Описание задания
Процитируйте целиком фрагмент воспоминаний о старом солдате Павле Абрамовиче Саенко, не меняя в нем ни слова.

Фрагмент страницы
☆ ☆ ☆
Вспоминаю одного из таких добровольных наших помощников, с которым познакомился в деревне Лопатня, где, как говорилось, размещался КП генерала Иванова. Звали его Павлом Абрамовичем, по фамилии Саенко. Он был уже старик и сильно прихрамывал. На вопрос, что с ногой, ответил, что старая рана, еще с первой мировой войны. Участвовал в Брусиловском прорыве. Саенко помог саперам собрать семь лодок, сделал к ним весла, отковал скобы для паромов. В ночь перед атакой старик вышел проводить бойцов. Люди несли к реке лодки, а он стоял у кусточков на краю торфяного луга в чистой рубахе, и па груди у него было четыре Георгиевских креста. Так старый русский солдат просто и ясно выразил ощущение праздника, овладевшее им в канун броска наших войск через Днепр…
Мы постояли рядом, и знаете, вдруг в памяти мелькнули дни военной молодости — тогда, в шестнадцатом году, учителями моими были вот такие же, как этот русский солдат, бородачи.
☆ ☆ ☆
Строки набора данных
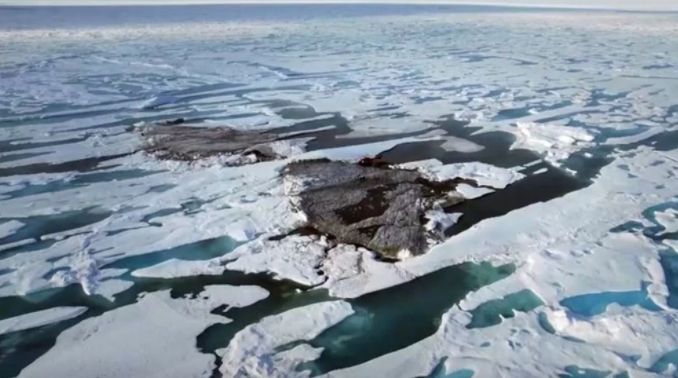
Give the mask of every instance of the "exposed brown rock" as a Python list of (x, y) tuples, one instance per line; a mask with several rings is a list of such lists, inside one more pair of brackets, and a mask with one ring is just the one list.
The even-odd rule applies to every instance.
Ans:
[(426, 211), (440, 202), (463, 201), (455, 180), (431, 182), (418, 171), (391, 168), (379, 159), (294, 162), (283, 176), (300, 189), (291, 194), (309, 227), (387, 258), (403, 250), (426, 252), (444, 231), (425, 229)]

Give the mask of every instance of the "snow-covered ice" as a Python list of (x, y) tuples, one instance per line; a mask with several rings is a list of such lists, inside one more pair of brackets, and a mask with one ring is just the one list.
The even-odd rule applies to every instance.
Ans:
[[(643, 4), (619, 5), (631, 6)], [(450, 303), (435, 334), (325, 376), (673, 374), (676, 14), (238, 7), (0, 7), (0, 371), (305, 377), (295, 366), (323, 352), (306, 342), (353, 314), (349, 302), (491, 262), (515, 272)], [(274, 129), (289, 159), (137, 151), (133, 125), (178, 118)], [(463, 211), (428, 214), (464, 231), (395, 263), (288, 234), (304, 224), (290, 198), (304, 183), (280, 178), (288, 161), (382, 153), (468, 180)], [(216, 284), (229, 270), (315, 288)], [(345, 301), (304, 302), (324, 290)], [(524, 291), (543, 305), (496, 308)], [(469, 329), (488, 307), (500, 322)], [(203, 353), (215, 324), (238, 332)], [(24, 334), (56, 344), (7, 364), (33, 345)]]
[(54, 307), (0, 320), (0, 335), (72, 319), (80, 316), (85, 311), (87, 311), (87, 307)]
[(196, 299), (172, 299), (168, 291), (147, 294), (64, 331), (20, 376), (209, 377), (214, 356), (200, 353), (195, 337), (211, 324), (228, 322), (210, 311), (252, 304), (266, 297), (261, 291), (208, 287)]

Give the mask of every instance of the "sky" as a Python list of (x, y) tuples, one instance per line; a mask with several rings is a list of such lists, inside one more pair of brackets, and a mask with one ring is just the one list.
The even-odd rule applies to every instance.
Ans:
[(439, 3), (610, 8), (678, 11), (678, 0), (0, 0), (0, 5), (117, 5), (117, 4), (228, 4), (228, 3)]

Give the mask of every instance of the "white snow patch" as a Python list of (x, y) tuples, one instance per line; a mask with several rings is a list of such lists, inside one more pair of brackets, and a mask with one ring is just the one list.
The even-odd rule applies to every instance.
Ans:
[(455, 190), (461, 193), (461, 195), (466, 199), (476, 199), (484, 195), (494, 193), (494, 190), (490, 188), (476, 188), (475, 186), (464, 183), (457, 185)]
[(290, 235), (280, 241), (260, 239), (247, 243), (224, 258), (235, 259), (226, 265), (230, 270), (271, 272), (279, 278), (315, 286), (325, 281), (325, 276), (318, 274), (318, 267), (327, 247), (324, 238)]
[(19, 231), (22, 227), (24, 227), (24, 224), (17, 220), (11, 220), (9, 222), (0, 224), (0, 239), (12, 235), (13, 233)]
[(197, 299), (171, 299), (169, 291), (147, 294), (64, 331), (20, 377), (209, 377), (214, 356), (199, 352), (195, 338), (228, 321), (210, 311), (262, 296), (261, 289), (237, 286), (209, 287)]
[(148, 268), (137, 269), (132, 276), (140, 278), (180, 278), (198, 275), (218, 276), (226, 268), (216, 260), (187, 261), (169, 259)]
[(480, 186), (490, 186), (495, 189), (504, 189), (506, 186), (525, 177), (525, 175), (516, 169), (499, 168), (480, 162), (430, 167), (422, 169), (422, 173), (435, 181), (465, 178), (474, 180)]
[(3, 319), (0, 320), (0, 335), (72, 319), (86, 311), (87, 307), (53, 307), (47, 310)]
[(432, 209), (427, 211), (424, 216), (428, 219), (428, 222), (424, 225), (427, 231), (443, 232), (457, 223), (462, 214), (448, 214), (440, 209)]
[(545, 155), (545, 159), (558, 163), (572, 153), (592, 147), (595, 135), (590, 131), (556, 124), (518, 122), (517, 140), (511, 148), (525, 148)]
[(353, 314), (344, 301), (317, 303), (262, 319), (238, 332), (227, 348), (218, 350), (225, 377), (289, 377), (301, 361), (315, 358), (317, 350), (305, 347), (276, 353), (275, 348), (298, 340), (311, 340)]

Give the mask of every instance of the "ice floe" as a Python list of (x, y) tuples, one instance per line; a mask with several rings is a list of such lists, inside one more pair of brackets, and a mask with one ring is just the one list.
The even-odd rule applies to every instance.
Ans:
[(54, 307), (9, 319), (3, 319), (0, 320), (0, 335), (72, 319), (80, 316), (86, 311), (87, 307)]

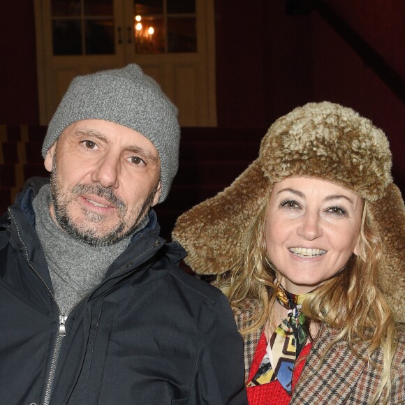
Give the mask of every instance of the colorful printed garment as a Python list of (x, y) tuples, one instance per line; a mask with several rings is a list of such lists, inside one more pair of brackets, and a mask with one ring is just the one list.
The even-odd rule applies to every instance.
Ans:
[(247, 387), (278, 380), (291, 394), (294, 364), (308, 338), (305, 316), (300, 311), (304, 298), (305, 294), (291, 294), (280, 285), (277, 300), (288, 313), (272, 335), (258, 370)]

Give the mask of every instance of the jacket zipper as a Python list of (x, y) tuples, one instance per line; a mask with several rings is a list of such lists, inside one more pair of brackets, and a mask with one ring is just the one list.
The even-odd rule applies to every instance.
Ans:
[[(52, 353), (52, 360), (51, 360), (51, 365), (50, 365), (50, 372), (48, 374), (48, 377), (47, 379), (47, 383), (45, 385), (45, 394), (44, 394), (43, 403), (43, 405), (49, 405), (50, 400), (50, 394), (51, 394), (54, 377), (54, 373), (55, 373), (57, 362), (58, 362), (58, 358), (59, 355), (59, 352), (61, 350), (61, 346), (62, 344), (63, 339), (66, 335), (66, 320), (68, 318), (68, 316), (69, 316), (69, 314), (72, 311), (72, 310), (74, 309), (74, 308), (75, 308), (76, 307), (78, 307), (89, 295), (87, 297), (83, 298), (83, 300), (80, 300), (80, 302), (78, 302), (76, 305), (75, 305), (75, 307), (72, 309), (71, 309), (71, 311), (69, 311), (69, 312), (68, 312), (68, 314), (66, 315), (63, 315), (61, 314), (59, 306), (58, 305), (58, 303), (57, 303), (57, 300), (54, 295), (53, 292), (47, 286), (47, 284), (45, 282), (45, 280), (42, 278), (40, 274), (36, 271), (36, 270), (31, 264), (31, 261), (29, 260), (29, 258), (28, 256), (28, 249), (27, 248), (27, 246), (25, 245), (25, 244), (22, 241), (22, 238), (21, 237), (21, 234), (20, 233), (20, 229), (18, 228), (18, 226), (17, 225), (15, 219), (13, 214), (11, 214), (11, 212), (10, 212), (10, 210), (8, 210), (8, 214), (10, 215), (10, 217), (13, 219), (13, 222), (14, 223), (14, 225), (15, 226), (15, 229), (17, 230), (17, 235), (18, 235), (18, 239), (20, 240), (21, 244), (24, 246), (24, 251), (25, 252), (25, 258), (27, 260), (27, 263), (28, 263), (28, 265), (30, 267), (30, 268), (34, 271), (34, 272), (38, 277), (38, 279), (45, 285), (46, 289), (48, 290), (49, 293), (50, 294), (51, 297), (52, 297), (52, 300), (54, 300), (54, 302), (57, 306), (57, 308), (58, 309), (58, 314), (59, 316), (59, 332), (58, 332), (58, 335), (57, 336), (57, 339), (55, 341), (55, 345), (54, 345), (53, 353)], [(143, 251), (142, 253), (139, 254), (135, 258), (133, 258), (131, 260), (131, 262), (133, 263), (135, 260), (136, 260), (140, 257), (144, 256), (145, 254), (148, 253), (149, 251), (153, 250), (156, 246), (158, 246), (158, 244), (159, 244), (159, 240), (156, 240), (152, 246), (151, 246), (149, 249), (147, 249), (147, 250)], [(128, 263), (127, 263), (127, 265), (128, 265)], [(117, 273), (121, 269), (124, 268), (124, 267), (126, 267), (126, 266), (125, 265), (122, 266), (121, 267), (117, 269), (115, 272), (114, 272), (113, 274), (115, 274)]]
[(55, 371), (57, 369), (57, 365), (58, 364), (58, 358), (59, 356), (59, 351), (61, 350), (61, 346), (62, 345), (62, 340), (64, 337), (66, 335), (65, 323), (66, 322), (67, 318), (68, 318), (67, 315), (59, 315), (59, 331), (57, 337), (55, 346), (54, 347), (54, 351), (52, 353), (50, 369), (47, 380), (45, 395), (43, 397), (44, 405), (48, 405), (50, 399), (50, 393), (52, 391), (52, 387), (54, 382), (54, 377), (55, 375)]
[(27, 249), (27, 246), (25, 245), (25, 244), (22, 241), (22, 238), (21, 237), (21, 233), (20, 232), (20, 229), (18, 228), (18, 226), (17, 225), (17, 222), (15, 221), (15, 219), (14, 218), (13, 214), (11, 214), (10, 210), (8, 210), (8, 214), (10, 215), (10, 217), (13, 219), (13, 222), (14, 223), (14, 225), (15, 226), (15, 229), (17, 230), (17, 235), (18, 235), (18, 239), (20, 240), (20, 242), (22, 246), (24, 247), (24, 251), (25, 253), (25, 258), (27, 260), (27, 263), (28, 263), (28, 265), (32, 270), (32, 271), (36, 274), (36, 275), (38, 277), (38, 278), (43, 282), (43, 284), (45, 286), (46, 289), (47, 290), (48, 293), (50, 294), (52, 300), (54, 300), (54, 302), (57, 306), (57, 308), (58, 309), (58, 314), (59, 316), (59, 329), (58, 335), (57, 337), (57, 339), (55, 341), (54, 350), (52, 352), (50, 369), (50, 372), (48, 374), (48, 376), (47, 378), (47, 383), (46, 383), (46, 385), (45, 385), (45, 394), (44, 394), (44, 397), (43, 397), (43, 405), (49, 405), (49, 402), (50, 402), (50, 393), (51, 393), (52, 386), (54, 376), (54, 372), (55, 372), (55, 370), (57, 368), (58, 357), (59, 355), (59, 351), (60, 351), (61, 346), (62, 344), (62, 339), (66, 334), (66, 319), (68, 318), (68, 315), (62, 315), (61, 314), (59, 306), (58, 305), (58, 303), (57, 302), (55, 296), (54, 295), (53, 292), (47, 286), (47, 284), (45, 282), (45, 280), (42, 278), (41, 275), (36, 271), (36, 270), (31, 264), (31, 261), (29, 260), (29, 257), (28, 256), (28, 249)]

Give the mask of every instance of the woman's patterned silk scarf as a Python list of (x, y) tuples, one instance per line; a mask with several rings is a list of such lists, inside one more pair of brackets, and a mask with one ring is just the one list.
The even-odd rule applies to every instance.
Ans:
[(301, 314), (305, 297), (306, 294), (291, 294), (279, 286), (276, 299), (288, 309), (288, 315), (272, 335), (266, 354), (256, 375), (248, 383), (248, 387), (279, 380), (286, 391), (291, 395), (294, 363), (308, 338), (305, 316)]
☆ ☆ ☆
Ответ к заданию
Вспоминаю одного из таких добровольных наших помощников, с которым познакомился в деревне Лопатня, где, как говорилось, размещался КП генерала Иванова. Звали его Павлом Абрамовичем, по фамилии Саенко. Он был уже старик и сильно прихрамывал. На вопрос, что с ногой, ответил, что старая рана, еще с первой мировой войны. Участвовал в Брусиловском прорыве. Саенко помог саперам собрать семь лодок, сделал к ним весла, отковал скобы для паромов. В ночь перед атакой старик вышел проводить бойцов. Люди несли к реке лодки, а он стоял у кусточков на краю торфяного луга в чистой рубахе, и па груди у него было четыре Георгиевских креста. Так старый русский солдат просто и ясно выразил ощущение праздника, овладевшее им в канун броска наших войск через Днепр…
Мы постояли рядом, и знаете, вдруг в памяти мелькнули дни военной молодости — тогда, в шестнадцатом году, учителями моими были вот такие же, как этот русский солдат, бородачи.